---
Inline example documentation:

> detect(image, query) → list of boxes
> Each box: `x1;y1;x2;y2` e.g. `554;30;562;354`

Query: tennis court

........

* What to produce
Everything from the line containing "list of boxes" through the final line of the records is what you should print, exactly and with nothing added.

* Written solution
> detect(image, query) → list of boxes
> Each box: `x1;y1;x2;y2` e.g. `554;30;562;354`

Query: tennis court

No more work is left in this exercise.